───── Data for this exercise

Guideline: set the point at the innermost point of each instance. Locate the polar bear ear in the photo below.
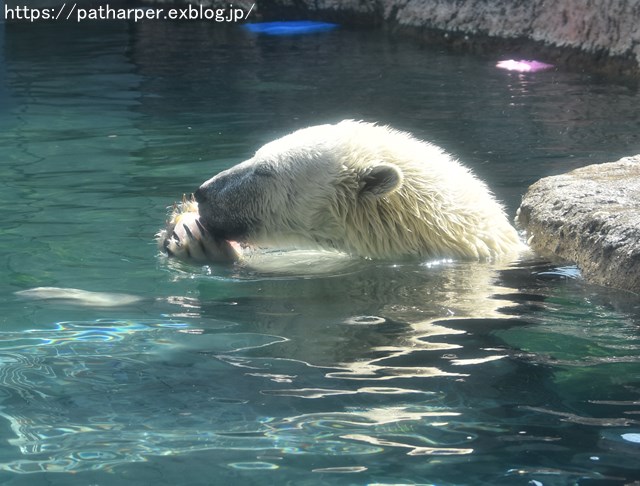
(380, 180)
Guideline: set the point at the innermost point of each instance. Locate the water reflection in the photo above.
(91, 395)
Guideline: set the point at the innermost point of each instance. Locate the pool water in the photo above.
(157, 372)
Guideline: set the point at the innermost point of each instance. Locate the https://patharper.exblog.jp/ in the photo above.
(74, 12)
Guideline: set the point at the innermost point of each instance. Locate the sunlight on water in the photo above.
(118, 366)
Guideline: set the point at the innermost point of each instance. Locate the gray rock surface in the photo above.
(589, 216)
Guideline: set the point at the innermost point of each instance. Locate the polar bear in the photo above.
(356, 188)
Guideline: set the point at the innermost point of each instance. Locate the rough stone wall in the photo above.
(590, 216)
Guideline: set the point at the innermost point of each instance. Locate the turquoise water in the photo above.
(426, 373)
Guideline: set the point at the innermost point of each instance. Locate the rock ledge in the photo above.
(589, 216)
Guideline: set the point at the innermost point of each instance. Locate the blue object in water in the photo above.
(294, 27)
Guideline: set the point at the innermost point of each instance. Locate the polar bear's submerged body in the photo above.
(354, 187)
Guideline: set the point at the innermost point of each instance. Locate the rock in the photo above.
(591, 217)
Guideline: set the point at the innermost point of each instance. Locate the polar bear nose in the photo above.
(199, 195)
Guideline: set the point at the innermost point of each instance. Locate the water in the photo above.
(427, 373)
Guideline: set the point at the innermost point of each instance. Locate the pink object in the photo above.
(523, 66)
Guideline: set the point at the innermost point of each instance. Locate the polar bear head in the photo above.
(357, 188)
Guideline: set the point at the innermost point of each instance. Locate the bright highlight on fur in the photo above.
(356, 188)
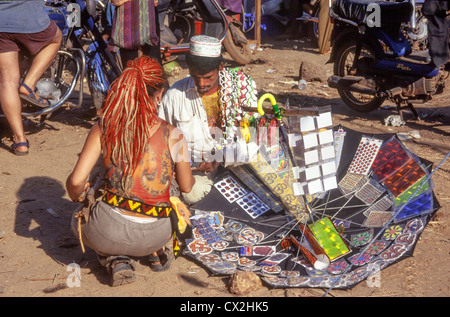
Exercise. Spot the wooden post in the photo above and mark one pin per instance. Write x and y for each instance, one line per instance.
(258, 23)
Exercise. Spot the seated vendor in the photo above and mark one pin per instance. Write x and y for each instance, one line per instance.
(207, 107)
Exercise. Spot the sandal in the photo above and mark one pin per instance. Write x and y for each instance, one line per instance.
(14, 147)
(122, 271)
(164, 260)
(31, 98)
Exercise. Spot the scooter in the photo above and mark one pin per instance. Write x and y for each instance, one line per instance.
(373, 60)
(415, 29)
(179, 20)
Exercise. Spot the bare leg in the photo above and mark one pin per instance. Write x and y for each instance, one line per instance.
(41, 62)
(9, 96)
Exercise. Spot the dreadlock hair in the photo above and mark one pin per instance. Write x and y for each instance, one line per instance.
(130, 112)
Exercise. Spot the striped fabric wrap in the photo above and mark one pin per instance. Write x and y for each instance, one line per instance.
(134, 24)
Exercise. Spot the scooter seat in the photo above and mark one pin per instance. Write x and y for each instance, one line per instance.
(357, 11)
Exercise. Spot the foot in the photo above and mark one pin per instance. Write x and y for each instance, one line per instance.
(32, 96)
(161, 260)
(122, 271)
(20, 148)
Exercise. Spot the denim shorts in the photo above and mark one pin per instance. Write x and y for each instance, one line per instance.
(109, 233)
(32, 42)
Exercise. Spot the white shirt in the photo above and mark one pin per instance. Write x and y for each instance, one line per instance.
(182, 107)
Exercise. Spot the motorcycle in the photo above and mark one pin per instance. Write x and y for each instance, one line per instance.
(375, 62)
(83, 54)
(415, 29)
(179, 20)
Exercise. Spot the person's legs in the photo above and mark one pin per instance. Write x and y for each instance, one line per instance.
(9, 96)
(325, 27)
(41, 62)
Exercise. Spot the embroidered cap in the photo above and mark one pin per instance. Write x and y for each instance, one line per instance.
(206, 46)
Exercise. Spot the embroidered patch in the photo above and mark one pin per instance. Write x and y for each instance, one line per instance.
(378, 218)
(364, 156)
(370, 192)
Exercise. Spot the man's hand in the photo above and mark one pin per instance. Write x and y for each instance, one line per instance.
(206, 167)
(118, 3)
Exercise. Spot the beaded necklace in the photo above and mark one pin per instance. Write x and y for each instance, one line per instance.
(237, 90)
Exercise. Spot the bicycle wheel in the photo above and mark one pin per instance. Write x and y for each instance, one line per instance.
(56, 84)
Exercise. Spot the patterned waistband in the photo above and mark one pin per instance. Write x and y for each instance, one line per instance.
(136, 206)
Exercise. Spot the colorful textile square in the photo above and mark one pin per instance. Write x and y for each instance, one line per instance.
(421, 205)
(364, 155)
(391, 156)
(382, 204)
(378, 218)
(408, 194)
(350, 183)
(404, 177)
(329, 239)
(284, 192)
(370, 192)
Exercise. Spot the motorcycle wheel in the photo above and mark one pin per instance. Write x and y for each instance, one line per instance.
(343, 63)
(236, 45)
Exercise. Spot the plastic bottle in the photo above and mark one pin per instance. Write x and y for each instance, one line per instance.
(302, 84)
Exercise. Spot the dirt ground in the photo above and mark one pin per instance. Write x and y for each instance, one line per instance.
(38, 250)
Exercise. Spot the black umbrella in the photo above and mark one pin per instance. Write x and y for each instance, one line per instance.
(346, 226)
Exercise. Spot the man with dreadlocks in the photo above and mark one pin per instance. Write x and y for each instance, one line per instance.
(207, 108)
(141, 153)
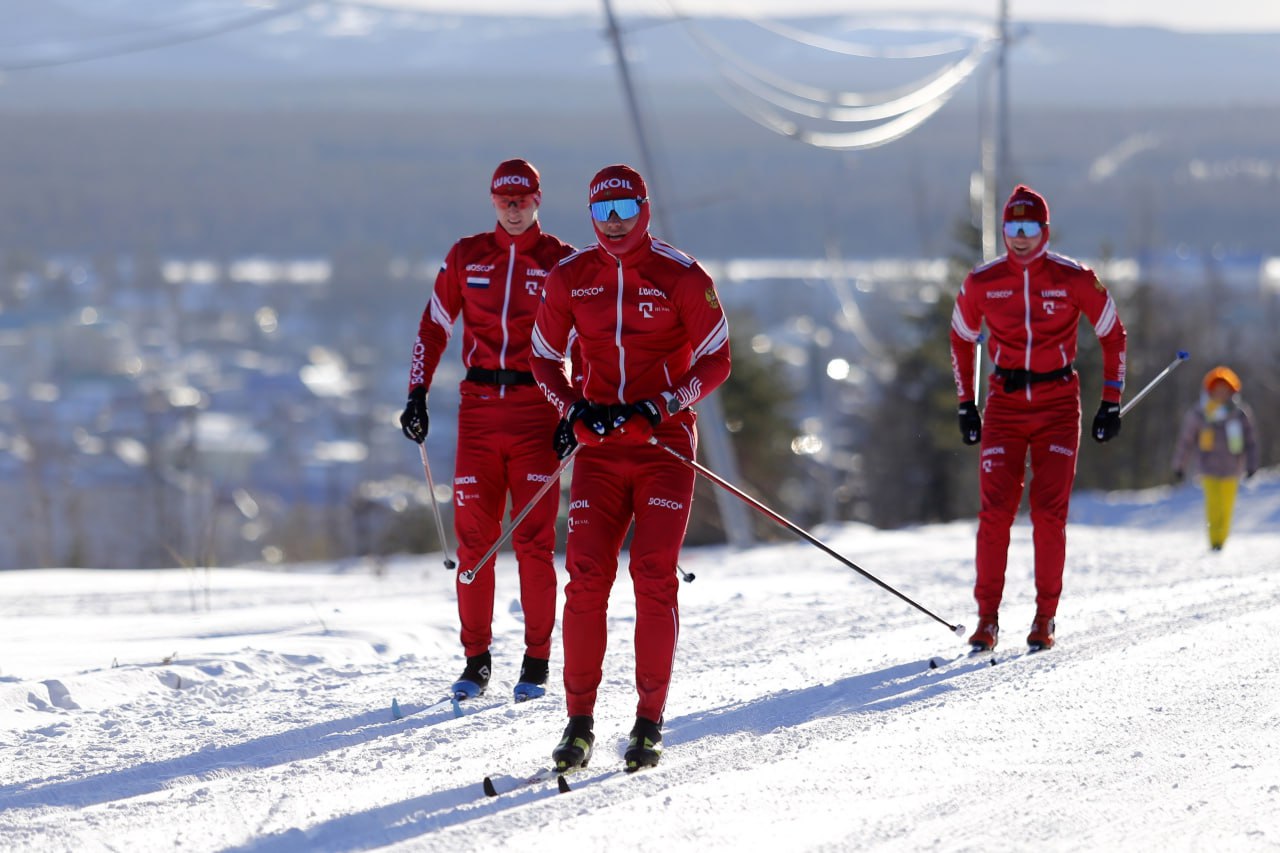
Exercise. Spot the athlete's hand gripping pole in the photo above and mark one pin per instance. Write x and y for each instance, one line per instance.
(470, 574)
(1182, 356)
(435, 509)
(959, 630)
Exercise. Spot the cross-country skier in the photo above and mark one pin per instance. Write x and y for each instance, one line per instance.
(653, 341)
(504, 423)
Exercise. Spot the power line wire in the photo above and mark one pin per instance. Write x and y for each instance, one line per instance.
(160, 41)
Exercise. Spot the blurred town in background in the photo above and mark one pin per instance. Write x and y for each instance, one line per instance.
(219, 224)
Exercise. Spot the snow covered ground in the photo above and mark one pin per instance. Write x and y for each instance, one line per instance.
(251, 710)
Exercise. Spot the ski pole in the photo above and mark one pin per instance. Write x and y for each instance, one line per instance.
(470, 574)
(435, 509)
(1182, 356)
(732, 489)
(977, 372)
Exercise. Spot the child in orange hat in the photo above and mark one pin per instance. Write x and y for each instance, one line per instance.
(1220, 430)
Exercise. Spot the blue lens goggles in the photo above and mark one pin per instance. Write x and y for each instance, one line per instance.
(625, 208)
(1022, 228)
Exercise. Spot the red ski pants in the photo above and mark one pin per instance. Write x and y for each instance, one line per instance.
(615, 484)
(1050, 432)
(504, 447)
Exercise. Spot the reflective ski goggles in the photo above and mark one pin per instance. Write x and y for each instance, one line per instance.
(519, 203)
(625, 208)
(1022, 228)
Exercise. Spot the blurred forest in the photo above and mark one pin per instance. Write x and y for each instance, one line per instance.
(380, 191)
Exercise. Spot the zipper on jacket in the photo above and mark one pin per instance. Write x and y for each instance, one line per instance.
(617, 341)
(1027, 314)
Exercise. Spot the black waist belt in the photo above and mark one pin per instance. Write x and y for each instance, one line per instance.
(499, 377)
(1016, 378)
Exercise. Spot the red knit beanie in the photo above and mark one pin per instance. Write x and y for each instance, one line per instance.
(617, 181)
(515, 178)
(1027, 205)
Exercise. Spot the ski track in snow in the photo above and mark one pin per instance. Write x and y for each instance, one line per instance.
(250, 710)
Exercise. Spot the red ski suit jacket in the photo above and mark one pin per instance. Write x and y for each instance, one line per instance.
(649, 327)
(1032, 314)
(496, 281)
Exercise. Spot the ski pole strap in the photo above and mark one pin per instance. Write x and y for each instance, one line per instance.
(501, 377)
(1015, 378)
(1183, 355)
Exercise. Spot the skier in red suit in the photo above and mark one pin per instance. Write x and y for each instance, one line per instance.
(504, 423)
(653, 341)
(1032, 301)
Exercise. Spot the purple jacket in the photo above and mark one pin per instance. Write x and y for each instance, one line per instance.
(1223, 442)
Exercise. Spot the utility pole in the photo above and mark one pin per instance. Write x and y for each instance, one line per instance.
(995, 144)
(720, 452)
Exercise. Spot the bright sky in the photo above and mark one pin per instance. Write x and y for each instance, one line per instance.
(1220, 16)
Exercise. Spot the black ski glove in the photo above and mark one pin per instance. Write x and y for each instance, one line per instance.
(970, 423)
(414, 420)
(1106, 423)
(563, 441)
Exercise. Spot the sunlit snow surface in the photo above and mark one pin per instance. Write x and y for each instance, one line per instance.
(251, 710)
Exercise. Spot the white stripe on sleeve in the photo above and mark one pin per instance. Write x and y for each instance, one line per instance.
(542, 349)
(713, 341)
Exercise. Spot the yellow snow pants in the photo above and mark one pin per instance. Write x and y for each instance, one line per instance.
(1219, 503)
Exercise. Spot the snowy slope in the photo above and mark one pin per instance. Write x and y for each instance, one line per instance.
(245, 710)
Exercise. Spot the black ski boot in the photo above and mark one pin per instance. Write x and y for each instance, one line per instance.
(474, 679)
(575, 747)
(644, 747)
(533, 679)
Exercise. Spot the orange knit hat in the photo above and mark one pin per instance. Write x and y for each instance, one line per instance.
(1223, 374)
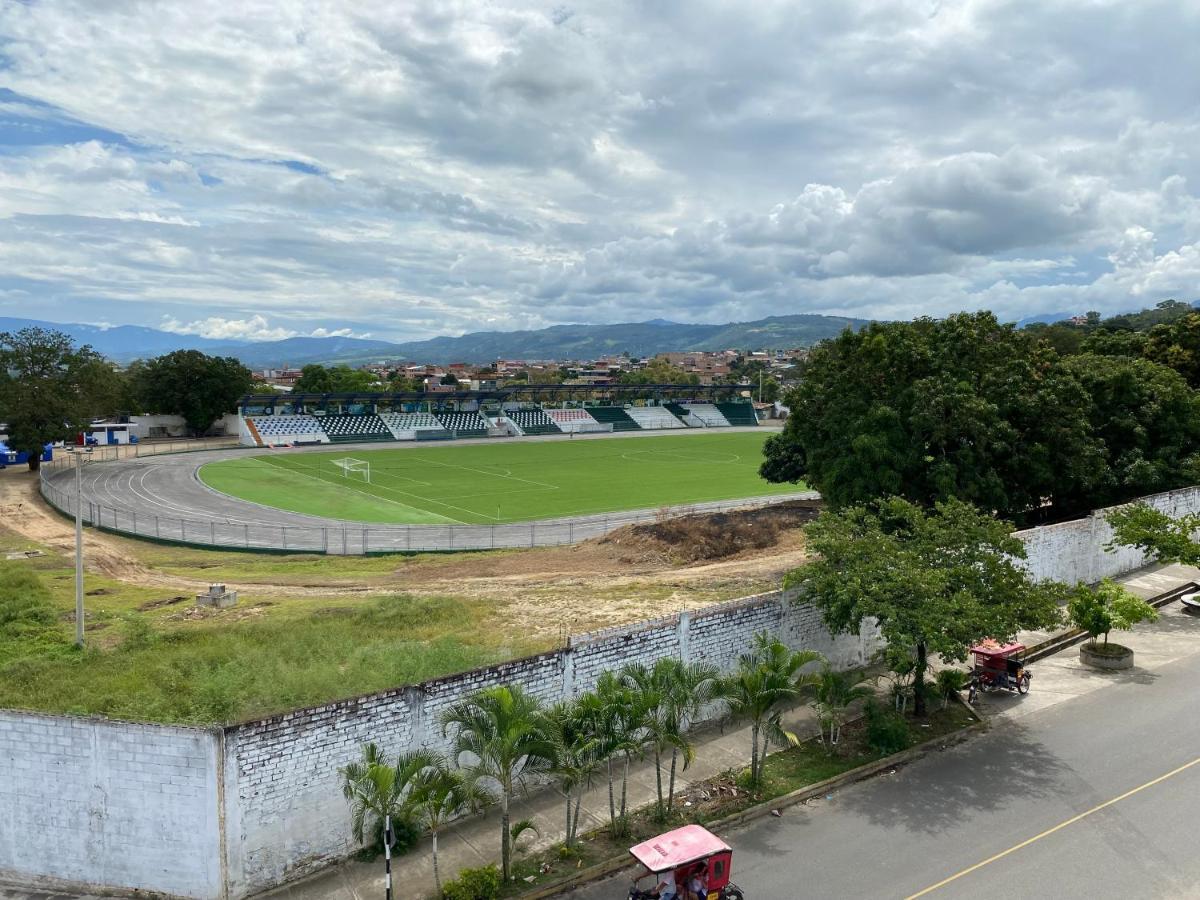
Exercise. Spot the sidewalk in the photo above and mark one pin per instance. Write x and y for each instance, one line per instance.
(477, 840)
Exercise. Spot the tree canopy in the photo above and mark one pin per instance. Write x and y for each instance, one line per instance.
(930, 409)
(934, 580)
(969, 408)
(49, 389)
(192, 384)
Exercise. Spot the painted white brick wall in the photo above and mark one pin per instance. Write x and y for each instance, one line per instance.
(1074, 551)
(90, 802)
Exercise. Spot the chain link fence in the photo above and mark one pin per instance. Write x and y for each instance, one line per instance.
(58, 486)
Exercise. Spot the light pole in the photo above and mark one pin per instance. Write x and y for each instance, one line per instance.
(78, 461)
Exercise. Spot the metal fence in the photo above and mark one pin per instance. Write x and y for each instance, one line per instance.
(59, 490)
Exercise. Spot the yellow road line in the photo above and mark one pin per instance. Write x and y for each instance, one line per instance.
(1047, 833)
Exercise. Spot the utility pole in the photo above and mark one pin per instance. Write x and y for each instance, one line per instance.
(78, 461)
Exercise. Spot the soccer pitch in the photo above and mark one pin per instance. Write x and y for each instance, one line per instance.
(513, 481)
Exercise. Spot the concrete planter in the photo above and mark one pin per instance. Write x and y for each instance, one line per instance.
(1115, 658)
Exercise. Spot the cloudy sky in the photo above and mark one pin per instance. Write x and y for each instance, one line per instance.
(411, 168)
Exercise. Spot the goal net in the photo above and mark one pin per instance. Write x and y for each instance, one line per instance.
(354, 468)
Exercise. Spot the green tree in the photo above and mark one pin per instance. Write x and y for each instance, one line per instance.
(767, 678)
(576, 756)
(1177, 345)
(378, 789)
(1146, 420)
(47, 389)
(1104, 607)
(439, 795)
(498, 741)
(1159, 535)
(930, 409)
(935, 581)
(195, 385)
(833, 695)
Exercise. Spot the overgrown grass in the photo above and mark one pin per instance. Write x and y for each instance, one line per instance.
(177, 664)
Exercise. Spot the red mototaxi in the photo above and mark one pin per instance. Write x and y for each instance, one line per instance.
(999, 666)
(682, 853)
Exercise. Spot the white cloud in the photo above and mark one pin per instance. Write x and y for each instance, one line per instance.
(459, 166)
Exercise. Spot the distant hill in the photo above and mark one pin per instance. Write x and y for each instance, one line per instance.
(641, 339)
(124, 342)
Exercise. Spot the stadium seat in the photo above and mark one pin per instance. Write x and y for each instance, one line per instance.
(280, 430)
(651, 418)
(705, 415)
(616, 417)
(534, 421)
(465, 425)
(738, 413)
(409, 426)
(345, 429)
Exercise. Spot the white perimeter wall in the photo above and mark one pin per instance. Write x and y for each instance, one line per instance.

──────────

Nothing but the lines from the one containing "Exercise. Spot the yellow road" to the end of the material should be printed, each exactly as written.

Exercise. Spot the yellow road line in the photo above and mark one pin per instance. Write x and y for each instance, one line per instance.
(1047, 833)
Exercise. Spot the utility pole in the photo above and mark one pin per instance. Write x and y for each instance, one line per instance.
(78, 461)
Exercise. Spot the soccer pitch in the photo above and mark one pin per instance. Write x and y for each instance, one line per instance.
(513, 481)
Exercise. Spot the concrete planter in the photo above and mark one pin per instance. Write x and y for each instance, one line per instance.
(1115, 658)
Exercise. Spot the cloudy sky in the photo above and mark one pin per instance. Write x and y for each instance, one line per instance.
(411, 168)
Exercise. Spot the goal net in the photo above and mark one pin per instance. Write x and y for each instance, one line per instance.
(354, 468)
Exercise. Spot the green tree in the photo above and mark one pin per instance. Write x and y for each instance, one line per instance.
(767, 678)
(576, 756)
(1177, 345)
(378, 789)
(1146, 420)
(47, 389)
(1104, 607)
(439, 795)
(498, 741)
(1159, 535)
(930, 409)
(935, 581)
(195, 385)
(833, 695)
Exercise. Spot the overgrown grass in the photo above and mark one pin per instance. Write x and y for each instance, one line per instance.
(177, 664)
Exercise. Spot the red mototaxi in the photo above and mark one pin per instance. Write x and y for each instance, one line per instance.
(999, 666)
(682, 853)
Exercise. Spot the white cloud in the photo above and mark one pin per instance. Write x and y for each instance, one line per instance.
(459, 166)
Exercise. Spot the distant hill in the photo above and mark one pin per instance. Write x and y for each instance, one line per instance.
(641, 339)
(124, 342)
Exercise. Spot the stadium seat in the photo above and mark one pin per instance. Write x and y for each instance, one line per instance.
(280, 430)
(651, 418)
(705, 415)
(616, 417)
(534, 421)
(465, 425)
(738, 413)
(409, 426)
(345, 429)
Exercise. Spot the white perimeter wall in the photo above and mark one pin per instance. Write x and y for each instance, one line per instance.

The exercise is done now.